◆ **Your goal**
Select every line in the entries below that contains the word "blurred" and copy each one. Match the case exactly.

++++ Extracted information

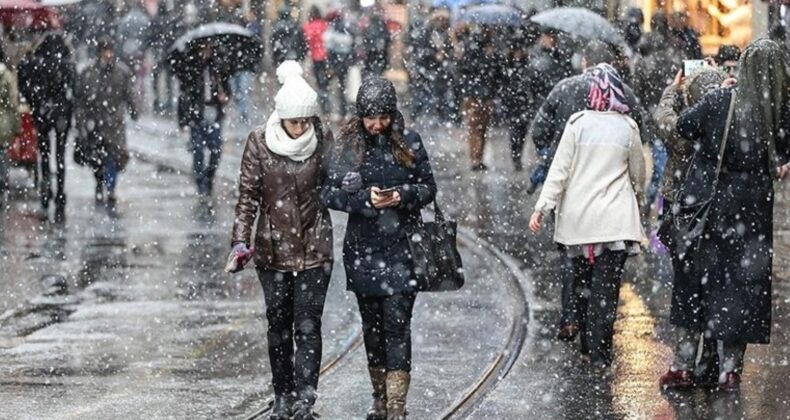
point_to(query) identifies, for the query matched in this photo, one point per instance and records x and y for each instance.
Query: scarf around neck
(280, 143)
(606, 90)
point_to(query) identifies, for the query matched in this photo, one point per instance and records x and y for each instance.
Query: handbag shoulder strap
(723, 145)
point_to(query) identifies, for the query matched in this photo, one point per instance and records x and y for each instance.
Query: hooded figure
(734, 252)
(686, 288)
(282, 171)
(382, 178)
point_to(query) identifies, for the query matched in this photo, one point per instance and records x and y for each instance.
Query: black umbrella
(233, 49)
(579, 22)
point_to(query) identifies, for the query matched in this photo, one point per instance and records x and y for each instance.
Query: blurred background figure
(47, 81)
(287, 39)
(314, 30)
(339, 43)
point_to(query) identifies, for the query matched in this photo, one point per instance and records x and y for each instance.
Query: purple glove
(352, 182)
(239, 256)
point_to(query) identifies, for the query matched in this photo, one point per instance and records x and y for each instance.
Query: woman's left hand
(783, 170)
(535, 222)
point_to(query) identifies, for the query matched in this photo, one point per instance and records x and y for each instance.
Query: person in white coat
(595, 186)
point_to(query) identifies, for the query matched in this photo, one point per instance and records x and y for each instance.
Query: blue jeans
(205, 136)
(242, 87)
(110, 174)
(541, 171)
(660, 157)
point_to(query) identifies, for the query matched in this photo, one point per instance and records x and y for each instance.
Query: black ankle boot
(303, 410)
(282, 408)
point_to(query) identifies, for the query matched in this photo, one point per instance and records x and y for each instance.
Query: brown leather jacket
(294, 230)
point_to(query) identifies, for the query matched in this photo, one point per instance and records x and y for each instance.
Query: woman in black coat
(382, 178)
(734, 254)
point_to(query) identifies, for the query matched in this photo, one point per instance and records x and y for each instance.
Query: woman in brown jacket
(282, 170)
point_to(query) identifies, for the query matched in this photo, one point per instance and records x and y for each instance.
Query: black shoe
(282, 408)
(303, 410)
(60, 210)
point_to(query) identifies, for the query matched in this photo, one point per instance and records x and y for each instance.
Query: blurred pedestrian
(282, 170)
(516, 96)
(594, 187)
(314, 30)
(685, 36)
(339, 42)
(162, 32)
(735, 247)
(376, 44)
(287, 39)
(104, 93)
(47, 80)
(479, 72)
(567, 98)
(687, 289)
(656, 67)
(9, 120)
(201, 109)
(241, 82)
(381, 177)
(548, 65)
(727, 59)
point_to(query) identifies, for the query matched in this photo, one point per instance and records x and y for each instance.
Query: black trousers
(60, 126)
(294, 304)
(386, 326)
(519, 128)
(592, 301)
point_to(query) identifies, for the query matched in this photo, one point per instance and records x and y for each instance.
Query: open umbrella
(234, 49)
(491, 14)
(579, 22)
(27, 14)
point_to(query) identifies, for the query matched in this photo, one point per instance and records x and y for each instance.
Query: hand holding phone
(690, 65)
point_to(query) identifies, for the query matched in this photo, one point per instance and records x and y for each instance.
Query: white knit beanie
(295, 99)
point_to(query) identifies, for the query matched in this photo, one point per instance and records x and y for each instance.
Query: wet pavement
(129, 313)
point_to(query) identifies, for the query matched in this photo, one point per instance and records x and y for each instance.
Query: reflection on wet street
(129, 312)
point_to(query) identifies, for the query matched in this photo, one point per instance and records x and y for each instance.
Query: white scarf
(280, 143)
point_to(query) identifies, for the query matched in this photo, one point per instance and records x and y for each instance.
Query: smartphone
(388, 191)
(690, 65)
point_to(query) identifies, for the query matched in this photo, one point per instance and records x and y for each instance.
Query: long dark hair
(353, 134)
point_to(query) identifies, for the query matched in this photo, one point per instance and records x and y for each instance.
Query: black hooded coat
(734, 255)
(376, 251)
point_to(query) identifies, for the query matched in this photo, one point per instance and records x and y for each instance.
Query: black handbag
(437, 262)
(689, 219)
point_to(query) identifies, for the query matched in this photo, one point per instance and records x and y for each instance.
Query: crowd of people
(717, 136)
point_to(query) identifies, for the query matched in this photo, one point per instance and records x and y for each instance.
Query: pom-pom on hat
(295, 99)
(376, 96)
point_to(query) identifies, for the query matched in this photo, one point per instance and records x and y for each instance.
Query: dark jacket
(47, 80)
(198, 99)
(376, 252)
(294, 230)
(104, 93)
(547, 67)
(735, 252)
(568, 97)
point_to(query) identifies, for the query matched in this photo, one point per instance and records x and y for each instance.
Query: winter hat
(295, 99)
(376, 96)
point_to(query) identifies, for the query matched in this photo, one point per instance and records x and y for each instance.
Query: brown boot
(378, 377)
(397, 388)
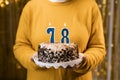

++++++++

◆ **Exercise response**
Query: blurred background figure
Query: blurred pedestrian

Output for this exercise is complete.